[[ Material supplied, beginning ]]

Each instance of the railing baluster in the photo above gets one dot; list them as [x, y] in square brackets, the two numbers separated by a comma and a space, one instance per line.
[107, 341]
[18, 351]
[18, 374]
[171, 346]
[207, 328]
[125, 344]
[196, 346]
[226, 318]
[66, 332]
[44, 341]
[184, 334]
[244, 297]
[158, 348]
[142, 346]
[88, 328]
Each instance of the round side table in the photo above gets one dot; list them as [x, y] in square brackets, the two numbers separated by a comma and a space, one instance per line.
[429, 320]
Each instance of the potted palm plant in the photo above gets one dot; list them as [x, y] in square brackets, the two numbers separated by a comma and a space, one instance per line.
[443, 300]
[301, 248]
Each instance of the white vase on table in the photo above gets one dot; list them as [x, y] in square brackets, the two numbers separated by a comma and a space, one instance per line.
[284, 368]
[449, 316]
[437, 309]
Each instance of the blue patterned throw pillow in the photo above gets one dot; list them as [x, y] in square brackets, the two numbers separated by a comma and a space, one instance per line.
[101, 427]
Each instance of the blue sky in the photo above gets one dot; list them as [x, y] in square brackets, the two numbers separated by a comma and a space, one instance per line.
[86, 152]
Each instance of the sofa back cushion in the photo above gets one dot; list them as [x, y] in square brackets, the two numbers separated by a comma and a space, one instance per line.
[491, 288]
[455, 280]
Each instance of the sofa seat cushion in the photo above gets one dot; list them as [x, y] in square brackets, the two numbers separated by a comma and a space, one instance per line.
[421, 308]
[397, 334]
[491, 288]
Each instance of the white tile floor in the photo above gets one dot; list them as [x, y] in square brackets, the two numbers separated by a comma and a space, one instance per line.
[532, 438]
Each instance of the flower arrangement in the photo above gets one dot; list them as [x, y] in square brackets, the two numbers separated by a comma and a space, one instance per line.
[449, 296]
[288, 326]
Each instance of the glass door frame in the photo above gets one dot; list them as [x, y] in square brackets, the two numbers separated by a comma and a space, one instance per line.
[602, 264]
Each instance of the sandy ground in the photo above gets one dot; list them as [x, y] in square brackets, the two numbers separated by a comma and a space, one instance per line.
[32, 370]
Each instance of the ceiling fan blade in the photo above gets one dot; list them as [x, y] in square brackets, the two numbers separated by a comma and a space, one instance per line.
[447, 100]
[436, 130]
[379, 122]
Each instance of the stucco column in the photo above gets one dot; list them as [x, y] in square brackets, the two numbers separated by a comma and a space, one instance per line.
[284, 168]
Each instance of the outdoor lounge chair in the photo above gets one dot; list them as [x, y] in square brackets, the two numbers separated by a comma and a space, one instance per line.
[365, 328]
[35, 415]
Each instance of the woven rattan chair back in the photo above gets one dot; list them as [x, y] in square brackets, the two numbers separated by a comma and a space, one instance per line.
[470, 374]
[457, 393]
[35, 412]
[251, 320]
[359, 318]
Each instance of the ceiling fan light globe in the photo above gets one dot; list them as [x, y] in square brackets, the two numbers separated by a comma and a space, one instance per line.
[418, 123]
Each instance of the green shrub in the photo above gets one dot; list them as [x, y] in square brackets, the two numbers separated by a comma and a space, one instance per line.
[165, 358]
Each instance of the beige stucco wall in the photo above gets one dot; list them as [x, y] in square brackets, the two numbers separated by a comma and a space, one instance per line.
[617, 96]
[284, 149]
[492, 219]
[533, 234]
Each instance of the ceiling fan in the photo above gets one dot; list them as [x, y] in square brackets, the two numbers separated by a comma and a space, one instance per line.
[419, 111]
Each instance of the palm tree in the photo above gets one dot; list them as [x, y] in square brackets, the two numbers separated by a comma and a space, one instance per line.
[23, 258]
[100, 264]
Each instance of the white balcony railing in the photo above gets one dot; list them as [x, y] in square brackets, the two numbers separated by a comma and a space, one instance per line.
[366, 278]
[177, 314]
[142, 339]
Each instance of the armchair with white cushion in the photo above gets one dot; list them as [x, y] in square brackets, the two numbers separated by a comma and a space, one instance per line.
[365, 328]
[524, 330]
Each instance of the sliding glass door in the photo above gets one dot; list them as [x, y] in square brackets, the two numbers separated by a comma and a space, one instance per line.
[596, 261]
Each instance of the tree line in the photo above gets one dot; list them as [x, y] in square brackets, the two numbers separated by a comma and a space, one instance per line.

[[ Material supplied, end ]]

Return each line above precisely as written.

> _Response_:
Each instance of the railing baluster in the photo above gets one dot; list them as [x, y] in square brackets, the two numbers separated by a comma and a space, one instance per line.
[107, 341]
[18, 351]
[18, 374]
[171, 346]
[207, 328]
[125, 344]
[196, 346]
[226, 318]
[66, 332]
[44, 341]
[184, 334]
[244, 297]
[158, 348]
[142, 346]
[88, 328]
Each instance of the round side table in the photo above gets one dot; list them as [x, y] in square brackets, the two numbers separated by a comma and a space, one instance per line.
[429, 320]
Each instance of the potted palm plant in the photo above gets one dot; list them as [x, y] in square brackets, the two numbers separated by a comma and a space, one instance per line.
[443, 300]
[301, 248]
Each instance of the white vase on table in the photo above gets one dot; list them as [x, y] in square brackets, the two numbers separated by a comma and a space, one instance per line.
[284, 368]
[449, 316]
[437, 309]
Each instance of the blue patterned throw pillow in the photo above gets one dot; list them as [x, y] in square brackets, the two numbers separated by a comma and a space, one instance per line.
[101, 427]
Each instance of the blue sky in the photo above gets one dot; list them as [x, y] in square brackets, the two numbers separated by a comma and a space, one instance per line.
[86, 152]
Each instance of the sofa back cushion in the photo above gets one dot; list them as [x, y] in square brackets, the two numbers separated by a comma and a space, one instance per line.
[491, 288]
[455, 280]
Each instance of the sofa seat cushion in the photo above gets one dot; list them as [x, y] in square brackets, the two numbers separated by a comma and a space, one instance per line.
[421, 308]
[397, 334]
[491, 288]
Each instance of the white tile floor in the photo above gets one dot; list them as [x, y] in square brackets, the two numbers separated by a comma and a space, one instance per line.
[532, 438]
Each instance of the flower arrangement in the photo above gets one dot; list them as [x, y] in square brackets, the two numbers separated by a comma and a space, one instance per line.
[449, 296]
[288, 326]
Each instance of the glass door frame in the photo above gets one dot; list them as [x, y] in square brackets, the two numbers separated by a comma and a space, one instance per line.
[602, 264]
Each instance of the sandy ground in the photo above gets one dot; list them as [x, y] in square brackets, the two numbers separated by a comma and a space, one instance per line.
[32, 370]
Each instance of the ceiling fan blade in the photo above gets one dot; list them as [x, y] in square brackets, the two numbers separated by a comma and a space, one instance per line.
[447, 100]
[436, 130]
[379, 122]
Each instance of the stucco column in the photo above gets one dot; list them as [x, y] in square brackets, the two numbers separated by a comma and a space, one instance per line.
[284, 168]
Each instance of the outdoor lounge chair in the photo above gets one dot; list them as [x, y] in square brackets, the two numbers separated by a comma and a space, one instance per line.
[365, 328]
[35, 415]
Each instance of the woven rattan chair back in the photo above gets one dot; list them as [x, y] in square brackets, the two numbers separated by a comma and a space, one instance per line.
[470, 374]
[457, 393]
[35, 412]
[251, 320]
[359, 318]
Each instance of the ceiling fan light globe in the photo above gets one dot; list them as [x, y] in square brackets, the two numbers separated by a comma and a space, one instance per line.
[418, 123]
Each instance of the green shrub in the photo above gets one dot; list them as [x, y] in square brackets, the two numbers separated by a comma and a space, one instance per line.
[165, 358]
Each instance of the beige stucco wall in the photo above gets one dot; list them as [x, y] in square brackets, the two numbers separated by a comma and a space, one instance per line.
[617, 96]
[284, 149]
[492, 219]
[533, 234]
Each instance of the ceiling fan in the photo above gets one dot; list them as [x, y] in square brackets, the two numbers separated by a comma and a space, one instance per line.
[419, 111]
Each instance of the palm tree in the photo above gets one dot; list them as [x, y] in square brackets, the two numbers separated by a comma and a space, one instance per line.
[23, 258]
[100, 264]
Each instance of the white balcony railing in the photo above gets one dot; list them as [x, y] in square brackets, the two numbers separated by a comma and a space, one instance per line.
[366, 278]
[177, 314]
[142, 339]
Each instance of the armchair with white cushion in the photo above gets one dot; list them as [x, y] in square brackets, the two numbers separated by a comma and a space, one instance per line.
[365, 328]
[524, 330]
Each instance of the sliding glass door in the photo above gets one dot; list them as [x, y] in square brackets, the two numbers separated by a comma and a space, one instance per line.
[596, 261]
Each instance of the tree line in the photo above gets one dot; list them as [x, y] in square brackets, the two numbers separated by a comma and a space, one instance per line.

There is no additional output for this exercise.